Extracted data entries ▸
◆ ◆ ◆ ◆ ◆ ◆ ◆
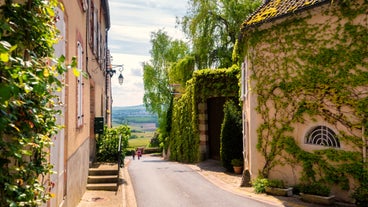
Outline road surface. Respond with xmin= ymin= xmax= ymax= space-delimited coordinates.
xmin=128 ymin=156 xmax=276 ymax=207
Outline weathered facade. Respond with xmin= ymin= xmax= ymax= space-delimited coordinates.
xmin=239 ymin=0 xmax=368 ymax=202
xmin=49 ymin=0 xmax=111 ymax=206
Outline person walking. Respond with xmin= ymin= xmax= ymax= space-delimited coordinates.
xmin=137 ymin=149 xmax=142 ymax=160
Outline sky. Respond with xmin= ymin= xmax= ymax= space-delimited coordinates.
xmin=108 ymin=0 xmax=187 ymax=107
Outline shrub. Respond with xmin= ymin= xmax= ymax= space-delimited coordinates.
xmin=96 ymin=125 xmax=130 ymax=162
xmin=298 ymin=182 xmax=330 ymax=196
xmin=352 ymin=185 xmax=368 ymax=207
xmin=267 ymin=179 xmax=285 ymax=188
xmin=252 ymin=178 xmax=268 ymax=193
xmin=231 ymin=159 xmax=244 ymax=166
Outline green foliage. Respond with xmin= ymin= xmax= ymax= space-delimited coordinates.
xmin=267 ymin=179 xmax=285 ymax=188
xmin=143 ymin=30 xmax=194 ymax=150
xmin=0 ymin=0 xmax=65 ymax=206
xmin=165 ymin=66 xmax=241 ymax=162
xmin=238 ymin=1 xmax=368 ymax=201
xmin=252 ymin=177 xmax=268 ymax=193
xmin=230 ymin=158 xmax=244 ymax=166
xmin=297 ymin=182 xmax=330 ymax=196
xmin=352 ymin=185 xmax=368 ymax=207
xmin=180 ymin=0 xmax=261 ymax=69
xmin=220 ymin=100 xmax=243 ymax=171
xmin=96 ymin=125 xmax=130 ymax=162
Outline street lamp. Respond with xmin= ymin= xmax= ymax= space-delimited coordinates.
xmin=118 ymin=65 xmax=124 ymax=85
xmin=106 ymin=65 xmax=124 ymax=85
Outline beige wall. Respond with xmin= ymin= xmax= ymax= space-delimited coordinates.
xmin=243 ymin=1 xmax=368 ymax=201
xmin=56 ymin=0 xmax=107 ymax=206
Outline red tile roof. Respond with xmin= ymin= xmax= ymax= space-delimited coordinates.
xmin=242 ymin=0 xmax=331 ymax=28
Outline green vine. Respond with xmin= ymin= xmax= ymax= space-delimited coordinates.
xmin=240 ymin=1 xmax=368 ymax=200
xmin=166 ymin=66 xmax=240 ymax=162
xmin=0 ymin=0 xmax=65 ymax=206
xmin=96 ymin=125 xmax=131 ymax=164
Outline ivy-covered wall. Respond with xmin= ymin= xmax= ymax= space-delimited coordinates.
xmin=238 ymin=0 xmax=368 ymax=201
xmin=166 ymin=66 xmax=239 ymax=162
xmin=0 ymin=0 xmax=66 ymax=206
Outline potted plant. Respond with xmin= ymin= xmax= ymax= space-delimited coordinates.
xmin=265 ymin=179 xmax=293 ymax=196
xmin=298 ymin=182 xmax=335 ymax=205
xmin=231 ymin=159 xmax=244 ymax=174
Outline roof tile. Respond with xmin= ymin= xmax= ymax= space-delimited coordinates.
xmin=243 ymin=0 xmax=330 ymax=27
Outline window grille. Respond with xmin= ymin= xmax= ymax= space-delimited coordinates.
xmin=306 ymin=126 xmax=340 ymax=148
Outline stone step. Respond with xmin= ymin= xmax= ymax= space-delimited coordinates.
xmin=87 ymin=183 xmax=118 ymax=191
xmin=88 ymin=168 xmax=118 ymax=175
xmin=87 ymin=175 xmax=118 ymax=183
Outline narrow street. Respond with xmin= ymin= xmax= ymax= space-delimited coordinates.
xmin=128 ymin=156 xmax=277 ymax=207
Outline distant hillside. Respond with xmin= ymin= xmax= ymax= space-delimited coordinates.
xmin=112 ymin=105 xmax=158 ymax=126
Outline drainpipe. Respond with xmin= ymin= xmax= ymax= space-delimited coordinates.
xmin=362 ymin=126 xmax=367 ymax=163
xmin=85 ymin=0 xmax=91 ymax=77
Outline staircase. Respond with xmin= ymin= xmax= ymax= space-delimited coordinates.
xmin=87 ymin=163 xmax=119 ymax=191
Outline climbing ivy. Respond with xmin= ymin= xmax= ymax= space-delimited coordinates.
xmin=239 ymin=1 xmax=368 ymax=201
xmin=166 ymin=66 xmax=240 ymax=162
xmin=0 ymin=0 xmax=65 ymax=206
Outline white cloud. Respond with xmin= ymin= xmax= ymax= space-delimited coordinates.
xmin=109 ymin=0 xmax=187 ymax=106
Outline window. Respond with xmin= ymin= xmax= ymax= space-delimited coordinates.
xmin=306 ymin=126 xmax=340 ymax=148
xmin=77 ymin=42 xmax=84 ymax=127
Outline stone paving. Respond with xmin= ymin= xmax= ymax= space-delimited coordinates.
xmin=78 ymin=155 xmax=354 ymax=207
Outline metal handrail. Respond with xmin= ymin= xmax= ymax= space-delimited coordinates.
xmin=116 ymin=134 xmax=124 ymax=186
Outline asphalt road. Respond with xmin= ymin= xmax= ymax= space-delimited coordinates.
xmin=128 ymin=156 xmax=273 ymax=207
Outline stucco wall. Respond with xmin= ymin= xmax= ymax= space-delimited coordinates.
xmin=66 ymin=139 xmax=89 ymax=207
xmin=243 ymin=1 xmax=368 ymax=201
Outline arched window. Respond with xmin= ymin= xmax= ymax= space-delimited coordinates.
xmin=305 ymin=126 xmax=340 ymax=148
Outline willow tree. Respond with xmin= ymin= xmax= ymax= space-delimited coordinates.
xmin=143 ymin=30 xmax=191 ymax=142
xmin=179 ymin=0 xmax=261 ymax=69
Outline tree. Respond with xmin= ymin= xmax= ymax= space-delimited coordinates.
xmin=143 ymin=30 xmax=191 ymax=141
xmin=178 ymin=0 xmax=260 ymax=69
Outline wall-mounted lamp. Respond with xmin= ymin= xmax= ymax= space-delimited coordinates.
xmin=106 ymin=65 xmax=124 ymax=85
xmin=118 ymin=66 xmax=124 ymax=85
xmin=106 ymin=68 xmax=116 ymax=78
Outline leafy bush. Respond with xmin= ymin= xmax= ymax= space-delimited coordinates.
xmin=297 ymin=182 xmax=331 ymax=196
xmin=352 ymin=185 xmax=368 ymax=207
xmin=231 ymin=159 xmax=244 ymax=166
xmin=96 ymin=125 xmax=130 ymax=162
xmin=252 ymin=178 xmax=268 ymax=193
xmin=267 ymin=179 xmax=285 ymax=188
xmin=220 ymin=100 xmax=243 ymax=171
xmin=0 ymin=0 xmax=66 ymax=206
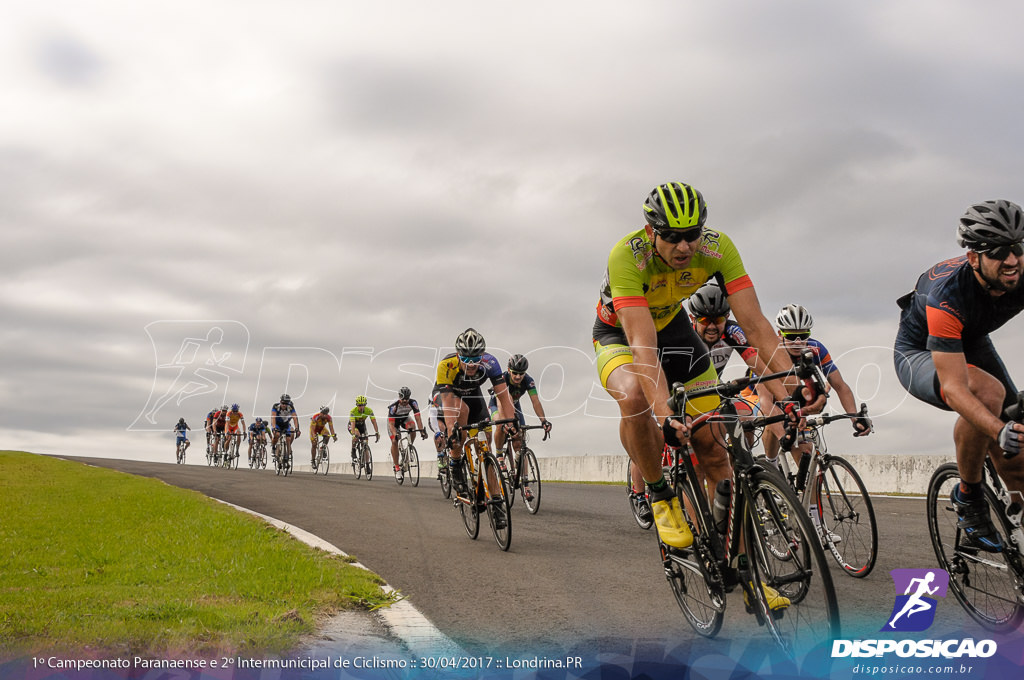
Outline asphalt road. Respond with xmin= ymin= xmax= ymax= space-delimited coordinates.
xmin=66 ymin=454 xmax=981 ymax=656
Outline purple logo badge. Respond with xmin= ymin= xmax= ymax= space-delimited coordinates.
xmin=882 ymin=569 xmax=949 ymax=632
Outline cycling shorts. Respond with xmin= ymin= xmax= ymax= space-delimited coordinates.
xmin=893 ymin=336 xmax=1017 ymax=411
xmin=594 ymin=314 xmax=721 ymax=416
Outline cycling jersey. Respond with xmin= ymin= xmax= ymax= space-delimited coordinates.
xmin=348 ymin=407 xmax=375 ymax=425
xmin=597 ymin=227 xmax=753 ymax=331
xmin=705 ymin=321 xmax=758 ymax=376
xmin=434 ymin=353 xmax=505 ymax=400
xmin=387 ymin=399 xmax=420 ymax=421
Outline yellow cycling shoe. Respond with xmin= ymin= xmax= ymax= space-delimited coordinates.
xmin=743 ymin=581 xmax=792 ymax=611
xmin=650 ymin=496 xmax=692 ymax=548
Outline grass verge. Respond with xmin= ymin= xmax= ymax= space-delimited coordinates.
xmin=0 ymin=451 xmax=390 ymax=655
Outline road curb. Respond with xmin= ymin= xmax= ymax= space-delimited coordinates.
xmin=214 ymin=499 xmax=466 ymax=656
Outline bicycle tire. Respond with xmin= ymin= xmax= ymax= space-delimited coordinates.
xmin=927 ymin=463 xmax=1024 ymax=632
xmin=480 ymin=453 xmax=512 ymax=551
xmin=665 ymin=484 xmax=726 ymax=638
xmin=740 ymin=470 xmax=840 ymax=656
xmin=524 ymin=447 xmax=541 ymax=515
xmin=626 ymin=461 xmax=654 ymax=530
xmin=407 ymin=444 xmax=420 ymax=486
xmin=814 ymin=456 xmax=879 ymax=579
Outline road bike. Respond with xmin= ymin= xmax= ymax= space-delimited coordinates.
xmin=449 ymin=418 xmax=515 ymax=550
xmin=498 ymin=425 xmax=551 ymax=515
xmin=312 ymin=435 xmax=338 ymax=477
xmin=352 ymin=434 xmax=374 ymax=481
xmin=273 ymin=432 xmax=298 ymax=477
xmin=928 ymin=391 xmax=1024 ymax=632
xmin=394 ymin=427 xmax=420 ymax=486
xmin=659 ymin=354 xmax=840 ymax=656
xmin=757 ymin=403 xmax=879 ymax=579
◆ ◆ ◆ ◆ ◆ ◆ ◆
WRITTEN PROBLEM ▸
Edit the entries from the line with "Outline narrow street." to the line with "xmin=112 ymin=105 xmax=158 ymax=126" by changing "distant hillside" to "remote hillside", and give back only those lines with everything else left as is.

COMPLETE RESPONSE ▸
Outline narrow street. Respond with xmin= ymin= xmax= ymax= space-delimited coordinates.
xmin=128 ymin=156 xmax=277 ymax=207
Outline remote hillside. Respond with xmin= ymin= xmax= ymax= space-delimited coordinates.
xmin=112 ymin=105 xmax=158 ymax=126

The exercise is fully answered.